[EXCERPT Boundary: Start]

If two charges $q _1$ and $q _2$ are separated with distance ' $d$ ' and placed in a medium of dielectric constant $K$. What will be the equivalent distance between charges in air for the same electrostatic force?

Two spherical conductors $B$ and $C$ having equal radii and carrying equal charges in them repel each other with a force $F$ when kept apart at some distance. A third spherical conductor having same radius as that of $B$ but uncharged is brought in contact with $B$, then brought in contact with $C$ and finally removed away from both. The new force of repulsion between $B$ and $C$ is

A point charge $q_1=4 q_0$ is placed at origin. Another point charge $q_2=-q_0$ is placed at $x =12\,cm$. Charge of proton is $q_0$. The proton is placed on $x$-axis so that the electrostatic force on the proton in zero. In this situation, the position of the proton from the origin is $..........cm$.

Two identical conducting spheres carrying different charges attract each other with a force $F$ when placed in air medium at a distance $'d'$ apart. The spheres are brought into contact and then taken to their original positions. Now the two spheres repel each other with a force whose magnitude is equal to that of the the initial attractive force. The ratio between initial charges on the spheres is

Two identical conducting spheres, having charges of opposite sign, attract each other with a force of $0.108$ $N$ when separated by $0.5$ $m$. The spheres are connected by a conducting wire, which is then removed, and thereafter, they repel each other with a force of $ 0.036$ $N$. The initial charges on the spheres are

Two identical conducting spheres with negligible volume have $2.1\, nC$ and $-0.1\, nC$ charges, respectively. They are brought into contact and then separated by a distance of $0.5 \,m$. The electrostatic force acting between the spheres is $.......... \, \times 10^{-9} \,N$

[Given : $4 \pi \varepsilon_{0}=\frac{1}{9 \times 10^{9}} SI$ unit]

[EXCERPT Boundary: End]
[RECORDS SUPPLIED Boundary: Start]

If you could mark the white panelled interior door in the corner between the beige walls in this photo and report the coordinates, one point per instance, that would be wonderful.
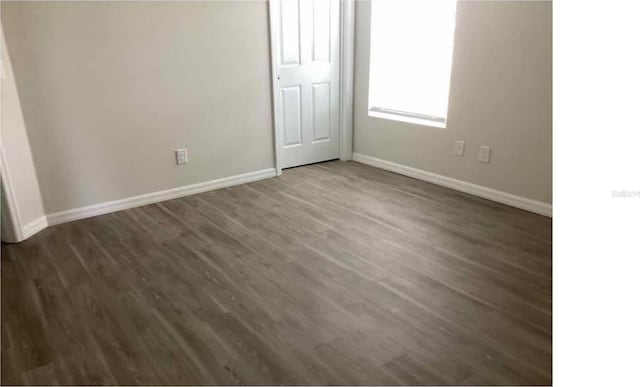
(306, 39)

[RECORDS SUPPLIED Boundary: End]
[RECORDS SUPPLIED Boundary: Start]

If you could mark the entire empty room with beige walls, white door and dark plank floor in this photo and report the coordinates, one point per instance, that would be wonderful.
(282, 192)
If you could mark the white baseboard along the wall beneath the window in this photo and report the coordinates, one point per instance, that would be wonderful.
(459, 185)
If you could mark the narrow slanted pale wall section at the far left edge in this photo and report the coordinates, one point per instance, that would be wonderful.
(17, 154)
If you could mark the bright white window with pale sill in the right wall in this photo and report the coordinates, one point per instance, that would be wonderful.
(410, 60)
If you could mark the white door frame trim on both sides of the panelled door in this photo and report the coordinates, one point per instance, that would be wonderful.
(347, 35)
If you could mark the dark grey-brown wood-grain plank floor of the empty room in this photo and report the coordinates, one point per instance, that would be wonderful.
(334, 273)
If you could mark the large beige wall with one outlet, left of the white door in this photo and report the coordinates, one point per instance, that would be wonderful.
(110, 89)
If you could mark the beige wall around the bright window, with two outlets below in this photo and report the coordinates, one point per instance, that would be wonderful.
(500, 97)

[RECORDS SUPPLIED Boundary: End]
[RECORDS SUPPLIED Boundary: Start]

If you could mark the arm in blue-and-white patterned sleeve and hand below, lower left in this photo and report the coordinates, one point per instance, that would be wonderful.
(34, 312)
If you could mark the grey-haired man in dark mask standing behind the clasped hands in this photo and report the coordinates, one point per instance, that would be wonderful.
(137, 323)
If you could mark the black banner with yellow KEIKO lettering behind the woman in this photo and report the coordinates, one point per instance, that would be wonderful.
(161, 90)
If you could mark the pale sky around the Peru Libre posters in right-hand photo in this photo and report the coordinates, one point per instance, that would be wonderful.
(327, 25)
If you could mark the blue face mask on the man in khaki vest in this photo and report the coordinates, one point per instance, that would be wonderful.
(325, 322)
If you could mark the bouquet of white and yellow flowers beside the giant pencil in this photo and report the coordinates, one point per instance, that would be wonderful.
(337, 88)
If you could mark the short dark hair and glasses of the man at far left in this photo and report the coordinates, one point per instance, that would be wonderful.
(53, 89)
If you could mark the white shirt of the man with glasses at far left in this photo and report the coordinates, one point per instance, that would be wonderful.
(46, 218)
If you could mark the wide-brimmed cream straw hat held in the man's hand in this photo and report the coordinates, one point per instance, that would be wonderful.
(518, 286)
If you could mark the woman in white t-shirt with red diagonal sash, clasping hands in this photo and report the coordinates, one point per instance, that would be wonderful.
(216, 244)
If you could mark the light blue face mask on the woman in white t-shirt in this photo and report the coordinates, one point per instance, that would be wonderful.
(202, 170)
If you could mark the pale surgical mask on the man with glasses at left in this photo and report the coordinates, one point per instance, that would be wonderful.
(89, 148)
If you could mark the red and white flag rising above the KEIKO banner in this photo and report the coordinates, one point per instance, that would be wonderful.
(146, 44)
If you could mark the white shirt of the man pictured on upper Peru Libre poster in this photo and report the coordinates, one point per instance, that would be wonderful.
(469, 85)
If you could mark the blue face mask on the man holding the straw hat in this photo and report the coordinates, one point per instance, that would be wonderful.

[RECORDS SUPPLIED Boundary: End]

TASK A :: Summarize the electrostatics problems in two sentences.
TASK B :: In the electrostatics problems, how far apart are the spheres that attract each other with a force of 0.108 N?
TASK C :: Rewrite the paragraph of the electrostatics problems that begins "Two identical conducting spheres with negligible volume" as a list, keeping its main facts.
The entries come from a different source than the text.

TASK RESULT A :: The electrostatics problems ask for an equivalent separation in air that gives the same force as in a dielectric medium, for the new repulsive force after an uncharged conductor touches two charged ones, and for the position on the x-axis where a proton feels zero net force. Several problems involve identical conducting spheres that are brought into contact or joined by a wire and then repel, and they ask for the initial charges or the resulting force.

TASK RESULT B :: 0.5 m

TASK RESULT C ::
- Two identical conducting spheres of negligible volume
- Charges: 2.1 nC and -0.1 nC
- The spheres are brought into contact and then separated by 0.5 m.
- Find: the electrostatic force between them, expressed as a multiple of 10^-9 N